- Task to complete: Please rewrite the lines, starting at the first one and ending at the line that contains "top-left (289, 1183), bottom-right", with "sweatpants" changed to "joggers" and nothing else altered.

- Dataset rows:
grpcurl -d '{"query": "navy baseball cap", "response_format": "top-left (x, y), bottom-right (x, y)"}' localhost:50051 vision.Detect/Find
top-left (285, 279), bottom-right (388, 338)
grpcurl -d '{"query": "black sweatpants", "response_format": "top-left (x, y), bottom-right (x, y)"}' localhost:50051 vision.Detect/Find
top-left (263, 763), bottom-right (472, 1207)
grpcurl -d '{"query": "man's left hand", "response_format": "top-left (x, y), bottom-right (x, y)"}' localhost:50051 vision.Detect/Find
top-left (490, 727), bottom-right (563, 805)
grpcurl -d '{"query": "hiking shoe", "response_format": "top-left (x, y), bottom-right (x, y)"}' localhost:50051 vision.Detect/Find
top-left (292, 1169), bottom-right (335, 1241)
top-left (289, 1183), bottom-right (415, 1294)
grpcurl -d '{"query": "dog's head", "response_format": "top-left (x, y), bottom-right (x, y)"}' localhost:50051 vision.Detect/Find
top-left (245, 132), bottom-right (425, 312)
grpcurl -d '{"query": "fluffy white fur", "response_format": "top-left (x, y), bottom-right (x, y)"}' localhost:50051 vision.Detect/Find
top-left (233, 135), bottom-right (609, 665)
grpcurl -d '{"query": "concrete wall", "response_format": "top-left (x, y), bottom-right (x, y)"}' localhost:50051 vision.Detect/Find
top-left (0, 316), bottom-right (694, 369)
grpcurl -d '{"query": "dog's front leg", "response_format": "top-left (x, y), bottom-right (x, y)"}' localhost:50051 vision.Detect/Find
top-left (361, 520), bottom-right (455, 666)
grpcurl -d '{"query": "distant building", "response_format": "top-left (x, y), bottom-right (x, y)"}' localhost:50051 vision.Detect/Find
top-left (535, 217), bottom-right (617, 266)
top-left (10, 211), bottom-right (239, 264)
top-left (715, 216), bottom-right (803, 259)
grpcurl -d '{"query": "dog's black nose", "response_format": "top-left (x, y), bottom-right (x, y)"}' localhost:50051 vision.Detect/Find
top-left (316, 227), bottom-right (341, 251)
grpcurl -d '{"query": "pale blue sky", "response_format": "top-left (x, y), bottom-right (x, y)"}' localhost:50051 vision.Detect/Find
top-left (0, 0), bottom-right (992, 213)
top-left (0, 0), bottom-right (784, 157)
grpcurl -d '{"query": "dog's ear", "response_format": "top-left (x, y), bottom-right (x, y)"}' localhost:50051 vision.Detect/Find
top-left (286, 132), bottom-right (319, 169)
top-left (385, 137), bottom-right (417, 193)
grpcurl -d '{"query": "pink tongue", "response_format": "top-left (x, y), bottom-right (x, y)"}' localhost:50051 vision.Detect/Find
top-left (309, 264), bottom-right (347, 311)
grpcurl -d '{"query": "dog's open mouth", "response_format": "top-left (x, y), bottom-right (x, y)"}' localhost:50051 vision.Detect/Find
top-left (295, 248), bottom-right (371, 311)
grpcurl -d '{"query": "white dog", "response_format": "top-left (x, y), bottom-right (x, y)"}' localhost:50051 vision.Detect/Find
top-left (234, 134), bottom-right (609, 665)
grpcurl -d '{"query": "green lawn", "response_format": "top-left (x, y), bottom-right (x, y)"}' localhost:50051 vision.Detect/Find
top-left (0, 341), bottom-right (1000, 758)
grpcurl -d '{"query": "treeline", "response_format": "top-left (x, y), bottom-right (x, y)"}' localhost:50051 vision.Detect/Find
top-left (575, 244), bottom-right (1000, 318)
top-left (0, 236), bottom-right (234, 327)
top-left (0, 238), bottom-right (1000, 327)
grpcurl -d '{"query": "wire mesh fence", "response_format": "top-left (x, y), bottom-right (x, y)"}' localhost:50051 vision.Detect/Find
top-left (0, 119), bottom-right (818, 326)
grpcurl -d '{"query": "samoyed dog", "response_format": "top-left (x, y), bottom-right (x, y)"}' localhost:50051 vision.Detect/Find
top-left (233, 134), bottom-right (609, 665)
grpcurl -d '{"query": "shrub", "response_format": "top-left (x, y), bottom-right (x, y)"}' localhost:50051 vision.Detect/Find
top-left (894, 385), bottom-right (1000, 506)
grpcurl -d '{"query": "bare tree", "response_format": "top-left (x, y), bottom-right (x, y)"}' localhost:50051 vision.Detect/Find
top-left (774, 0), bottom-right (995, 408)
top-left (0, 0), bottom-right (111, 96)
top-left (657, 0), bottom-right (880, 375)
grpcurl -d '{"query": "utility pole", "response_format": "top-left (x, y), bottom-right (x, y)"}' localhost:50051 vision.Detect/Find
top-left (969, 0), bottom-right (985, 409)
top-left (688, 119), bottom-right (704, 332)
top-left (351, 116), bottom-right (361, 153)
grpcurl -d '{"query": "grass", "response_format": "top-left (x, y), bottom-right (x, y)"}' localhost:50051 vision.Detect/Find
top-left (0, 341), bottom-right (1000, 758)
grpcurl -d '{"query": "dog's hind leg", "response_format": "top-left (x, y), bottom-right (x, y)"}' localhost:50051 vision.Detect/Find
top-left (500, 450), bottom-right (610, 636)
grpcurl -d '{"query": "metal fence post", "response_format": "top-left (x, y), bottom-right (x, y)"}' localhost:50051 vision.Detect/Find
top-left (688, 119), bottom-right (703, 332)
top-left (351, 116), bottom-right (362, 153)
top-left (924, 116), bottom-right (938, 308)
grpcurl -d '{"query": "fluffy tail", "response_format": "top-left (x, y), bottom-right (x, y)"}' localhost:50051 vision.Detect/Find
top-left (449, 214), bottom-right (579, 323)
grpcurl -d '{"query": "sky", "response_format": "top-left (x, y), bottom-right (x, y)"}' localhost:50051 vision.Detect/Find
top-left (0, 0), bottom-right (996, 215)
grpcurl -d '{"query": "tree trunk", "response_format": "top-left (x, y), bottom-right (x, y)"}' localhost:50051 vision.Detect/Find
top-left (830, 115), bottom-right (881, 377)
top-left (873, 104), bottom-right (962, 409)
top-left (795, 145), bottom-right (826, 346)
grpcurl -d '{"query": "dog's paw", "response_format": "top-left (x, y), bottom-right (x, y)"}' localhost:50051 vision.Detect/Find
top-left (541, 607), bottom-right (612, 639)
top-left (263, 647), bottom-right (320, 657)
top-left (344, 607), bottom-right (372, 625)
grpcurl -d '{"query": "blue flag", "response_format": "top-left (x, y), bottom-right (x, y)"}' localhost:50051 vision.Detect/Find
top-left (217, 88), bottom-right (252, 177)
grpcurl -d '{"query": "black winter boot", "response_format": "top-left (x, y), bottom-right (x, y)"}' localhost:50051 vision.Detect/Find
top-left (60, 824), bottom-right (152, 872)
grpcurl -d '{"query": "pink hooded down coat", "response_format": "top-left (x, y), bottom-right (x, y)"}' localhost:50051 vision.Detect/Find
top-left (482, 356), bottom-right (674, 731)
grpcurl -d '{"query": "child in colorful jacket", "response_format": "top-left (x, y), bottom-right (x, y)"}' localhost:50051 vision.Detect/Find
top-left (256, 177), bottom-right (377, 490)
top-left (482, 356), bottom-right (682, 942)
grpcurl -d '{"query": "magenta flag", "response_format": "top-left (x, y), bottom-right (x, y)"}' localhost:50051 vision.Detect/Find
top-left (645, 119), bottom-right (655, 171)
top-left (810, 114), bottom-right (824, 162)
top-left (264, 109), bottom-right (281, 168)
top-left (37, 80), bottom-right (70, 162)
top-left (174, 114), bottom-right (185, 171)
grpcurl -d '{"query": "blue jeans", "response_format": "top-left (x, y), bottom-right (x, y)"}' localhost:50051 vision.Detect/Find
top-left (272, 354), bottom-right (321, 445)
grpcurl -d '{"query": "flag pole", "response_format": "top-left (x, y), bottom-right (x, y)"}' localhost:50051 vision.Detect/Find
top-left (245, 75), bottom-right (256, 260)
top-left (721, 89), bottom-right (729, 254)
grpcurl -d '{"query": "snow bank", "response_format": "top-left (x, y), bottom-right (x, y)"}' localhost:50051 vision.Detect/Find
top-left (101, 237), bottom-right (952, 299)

- Output for this task:
grpcurl -d '{"query": "navy baseball cap", "response_format": "top-left (x, y), bottom-right (x, y)"}' localhost:50051 vision.Detect/Find
top-left (285, 279), bottom-right (388, 338)
grpcurl -d '{"query": "black joggers", "response_format": "top-left (x, y), bottom-right (x, y)"}' localhost:50051 vision.Detect/Find
top-left (263, 763), bottom-right (472, 1207)
grpcurl -d '{"query": "man's left hand", "response_format": "top-left (x, y), bottom-right (x, y)"}' localhost:50051 vision.Detect/Find
top-left (490, 727), bottom-right (563, 805)
grpcurl -d '{"query": "hiking shoe", "response_format": "top-left (x, y), bottom-right (x, y)"}' localhost:50051 vision.Detect/Find
top-left (292, 1169), bottom-right (335, 1241)
top-left (289, 1183), bottom-right (415, 1294)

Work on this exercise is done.